» REQUIRED WORK
Leaving out the pictures, please retype each record exactly.

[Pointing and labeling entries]
==========

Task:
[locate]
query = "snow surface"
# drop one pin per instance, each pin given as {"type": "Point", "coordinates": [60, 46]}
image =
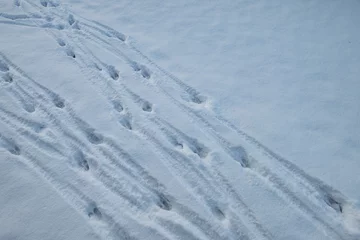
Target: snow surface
{"type": "Point", "coordinates": [179, 119]}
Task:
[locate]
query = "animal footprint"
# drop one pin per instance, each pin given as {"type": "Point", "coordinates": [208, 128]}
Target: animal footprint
{"type": "Point", "coordinates": [7, 78]}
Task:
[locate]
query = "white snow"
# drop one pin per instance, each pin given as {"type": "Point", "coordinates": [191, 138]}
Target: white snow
{"type": "Point", "coordinates": [179, 119]}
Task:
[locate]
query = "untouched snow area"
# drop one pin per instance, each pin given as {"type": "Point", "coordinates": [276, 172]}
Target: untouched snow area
{"type": "Point", "coordinates": [179, 120]}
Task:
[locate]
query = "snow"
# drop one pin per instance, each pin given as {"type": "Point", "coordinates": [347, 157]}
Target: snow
{"type": "Point", "coordinates": [179, 119]}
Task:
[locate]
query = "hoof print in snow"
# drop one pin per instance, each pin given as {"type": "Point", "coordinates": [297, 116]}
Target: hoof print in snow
{"type": "Point", "coordinates": [3, 66]}
{"type": "Point", "coordinates": [114, 74]}
{"type": "Point", "coordinates": [7, 78]}
{"type": "Point", "coordinates": [197, 98]}
{"type": "Point", "coordinates": [58, 102]}
{"type": "Point", "coordinates": [120, 36]}
{"type": "Point", "coordinates": [199, 149]}
{"type": "Point", "coordinates": [60, 27]}
{"type": "Point", "coordinates": [29, 107]}
{"type": "Point", "coordinates": [126, 122]}
{"type": "Point", "coordinates": [164, 203]}
{"type": "Point", "coordinates": [76, 25]}
{"type": "Point", "coordinates": [218, 213]}
{"type": "Point", "coordinates": [146, 106]}
{"type": "Point", "coordinates": [239, 154]}
{"type": "Point", "coordinates": [118, 106]}
{"type": "Point", "coordinates": [14, 149]}
{"type": "Point", "coordinates": [81, 160]}
{"type": "Point", "coordinates": [70, 53]}
{"type": "Point", "coordinates": [61, 42]}
{"type": "Point", "coordinates": [94, 138]}
{"type": "Point", "coordinates": [48, 3]}
{"type": "Point", "coordinates": [71, 19]}
{"type": "Point", "coordinates": [94, 212]}
{"type": "Point", "coordinates": [144, 71]}
{"type": "Point", "coordinates": [336, 205]}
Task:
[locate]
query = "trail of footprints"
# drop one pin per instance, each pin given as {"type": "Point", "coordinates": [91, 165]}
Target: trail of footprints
{"type": "Point", "coordinates": [178, 139]}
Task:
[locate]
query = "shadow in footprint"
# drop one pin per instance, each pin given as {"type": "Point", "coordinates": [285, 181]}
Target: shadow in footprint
{"type": "Point", "coordinates": [61, 42]}
{"type": "Point", "coordinates": [117, 105]}
{"type": "Point", "coordinates": [164, 202]}
{"type": "Point", "coordinates": [70, 53]}
{"type": "Point", "coordinates": [71, 19]}
{"type": "Point", "coordinates": [59, 102]}
{"type": "Point", "coordinates": [334, 203]}
{"type": "Point", "coordinates": [239, 154]}
{"type": "Point", "coordinates": [7, 78]}
{"type": "Point", "coordinates": [3, 66]}
{"type": "Point", "coordinates": [146, 106]}
{"type": "Point", "coordinates": [218, 212]}
{"type": "Point", "coordinates": [126, 122]}
{"type": "Point", "coordinates": [94, 211]}
{"type": "Point", "coordinates": [93, 137]}
{"type": "Point", "coordinates": [81, 160]}
{"type": "Point", "coordinates": [114, 74]}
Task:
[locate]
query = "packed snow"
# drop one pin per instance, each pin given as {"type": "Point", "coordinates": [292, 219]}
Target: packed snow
{"type": "Point", "coordinates": [207, 120]}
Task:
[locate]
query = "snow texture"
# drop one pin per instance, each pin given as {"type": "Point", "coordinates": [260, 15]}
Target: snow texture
{"type": "Point", "coordinates": [208, 120]}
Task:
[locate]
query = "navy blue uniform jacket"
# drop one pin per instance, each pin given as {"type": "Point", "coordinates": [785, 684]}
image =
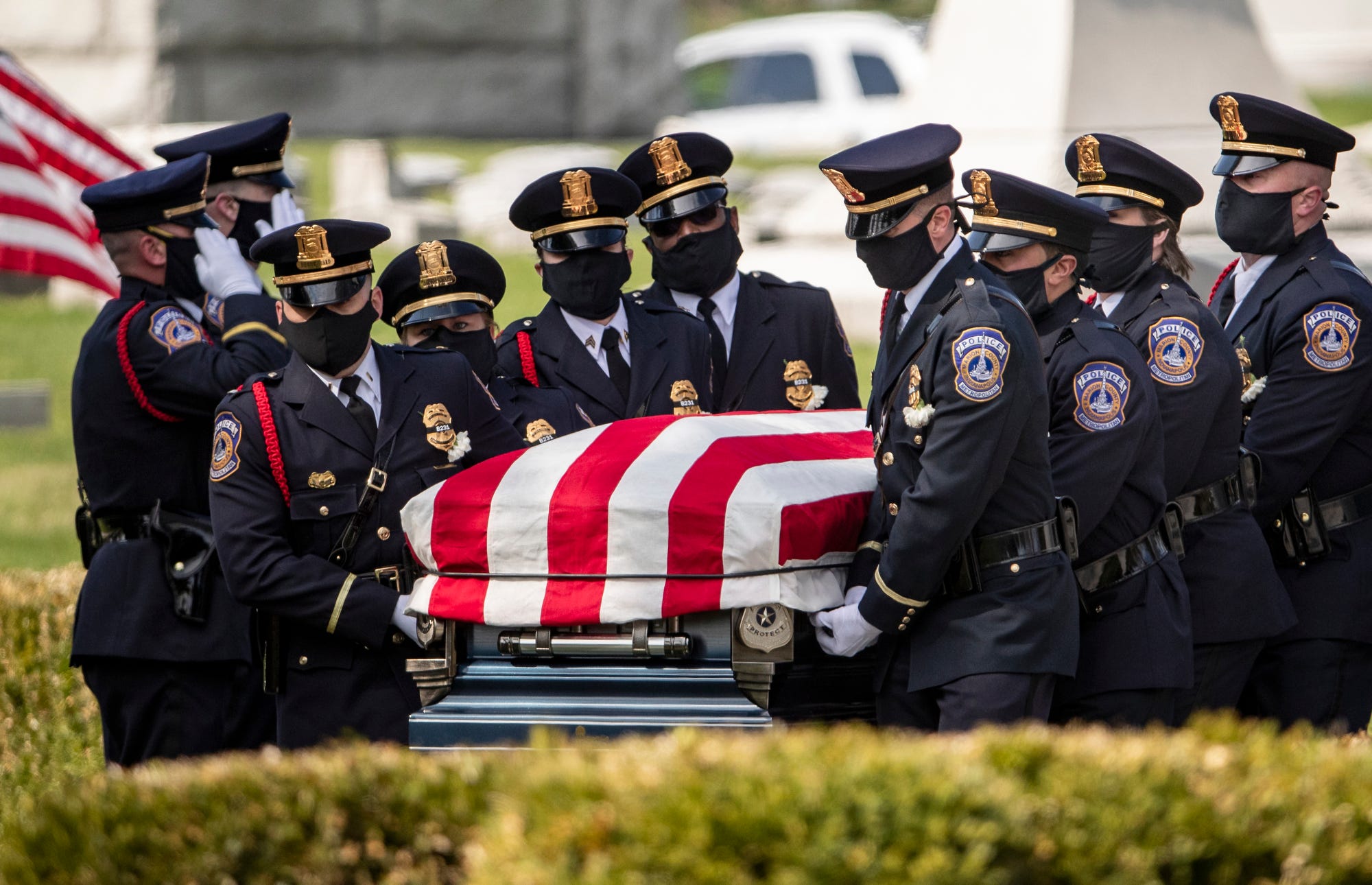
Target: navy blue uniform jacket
{"type": "Point", "coordinates": [667, 348]}
{"type": "Point", "coordinates": [979, 466]}
{"type": "Point", "coordinates": [132, 456]}
{"type": "Point", "coordinates": [1312, 423]}
{"type": "Point", "coordinates": [1105, 438]}
{"type": "Point", "coordinates": [345, 665]}
{"type": "Point", "coordinates": [779, 324]}
{"type": "Point", "coordinates": [1235, 593]}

==========

» TASK RESULT
Task:
[locate]
query = "snow surface"
# drop one pin per instance, each pin given as {"type": "Point", "coordinates": [60, 46]}
image =
Target: snow surface
{"type": "Point", "coordinates": [179, 119]}
Task:
[locate]
query = "animal footprint"
# drop one pin per instance, each pin given as {"type": "Point", "coordinates": [208, 128]}
Target: animal footprint
{"type": "Point", "coordinates": [7, 78]}
Task:
[locate]
query = "white snow"
# drop one pin per instance, each pin given as {"type": "Point", "coordinates": [191, 138]}
Target: white snow
{"type": "Point", "coordinates": [179, 119]}
Task:
[locate]
query = "untouched snow area"
# drop one pin per instance, each pin given as {"type": "Point", "coordinates": [276, 172]}
Target: untouched snow area
{"type": "Point", "coordinates": [179, 120]}
Task:
[locate]
query = "snow"
# drop one pin per instance, each pin given as {"type": "Point", "coordinates": [347, 157]}
Target: snow
{"type": "Point", "coordinates": [179, 119]}
Task:
[locate]
query = "hoof print in snow"
# drop one pin per instance, each pin given as {"type": "Point", "coordinates": [297, 116]}
Target: hoof print in snow
{"type": "Point", "coordinates": [3, 66]}
{"type": "Point", "coordinates": [114, 74]}
{"type": "Point", "coordinates": [7, 78]}
{"type": "Point", "coordinates": [197, 98]}
{"type": "Point", "coordinates": [58, 102]}
{"type": "Point", "coordinates": [120, 36]}
{"type": "Point", "coordinates": [199, 149]}
{"type": "Point", "coordinates": [60, 27]}
{"type": "Point", "coordinates": [29, 107]}
{"type": "Point", "coordinates": [126, 122]}
{"type": "Point", "coordinates": [164, 203]}
{"type": "Point", "coordinates": [76, 25]}
{"type": "Point", "coordinates": [218, 213]}
{"type": "Point", "coordinates": [146, 106]}
{"type": "Point", "coordinates": [239, 154]}
{"type": "Point", "coordinates": [118, 106]}
{"type": "Point", "coordinates": [14, 149]}
{"type": "Point", "coordinates": [81, 160]}
{"type": "Point", "coordinates": [70, 53]}
{"type": "Point", "coordinates": [61, 42]}
{"type": "Point", "coordinates": [94, 138]}
{"type": "Point", "coordinates": [48, 3]}
{"type": "Point", "coordinates": [71, 19]}
{"type": "Point", "coordinates": [94, 212]}
{"type": "Point", "coordinates": [144, 71]}
{"type": "Point", "coordinates": [336, 205]}
Task:
[locate]
query = "trail of footprints"
# drop one pin per instance, each pin given as {"type": "Point", "coordinates": [91, 165]}
Target: trail of footprints
{"type": "Point", "coordinates": [178, 139]}
Task:
[locate]
query = "shadow in footprint"
# drop one pin per instance, each pin given as {"type": "Point", "coordinates": [285, 181]}
Target: shadow in footprint
{"type": "Point", "coordinates": [61, 42]}
{"type": "Point", "coordinates": [117, 105]}
{"type": "Point", "coordinates": [164, 202]}
{"type": "Point", "coordinates": [70, 53]}
{"type": "Point", "coordinates": [71, 19]}
{"type": "Point", "coordinates": [59, 102]}
{"type": "Point", "coordinates": [334, 203]}
{"type": "Point", "coordinates": [239, 154]}
{"type": "Point", "coordinates": [7, 78]}
{"type": "Point", "coordinates": [3, 66]}
{"type": "Point", "coordinates": [146, 106]}
{"type": "Point", "coordinates": [218, 212]}
{"type": "Point", "coordinates": [126, 122]}
{"type": "Point", "coordinates": [94, 211]}
{"type": "Point", "coordinates": [93, 137]}
{"type": "Point", "coordinates": [81, 160]}
{"type": "Point", "coordinates": [114, 74]}
Task:
[locate]
query = "packed snow"
# drop one pin per instance, each pin given as {"type": "Point", "coordinates": [292, 219]}
Target: packed snow
{"type": "Point", "coordinates": [207, 120]}
Task:
[locate]
query = "snow texture"
# drop one pin per instance, each pin given as {"type": "Point", "coordinates": [260, 15]}
Target: snow texture
{"type": "Point", "coordinates": [208, 120]}
Task:
[locate]
query = "navy blue uniform jacket"
# drop one pin per instance, each pin given as {"type": "Point", "coordinates": [785, 684]}
image =
Target: navy blue uniform jacket
{"type": "Point", "coordinates": [667, 348]}
{"type": "Point", "coordinates": [979, 466]}
{"type": "Point", "coordinates": [132, 456]}
{"type": "Point", "coordinates": [1312, 423]}
{"type": "Point", "coordinates": [1105, 438]}
{"type": "Point", "coordinates": [345, 665]}
{"type": "Point", "coordinates": [779, 324]}
{"type": "Point", "coordinates": [1235, 593]}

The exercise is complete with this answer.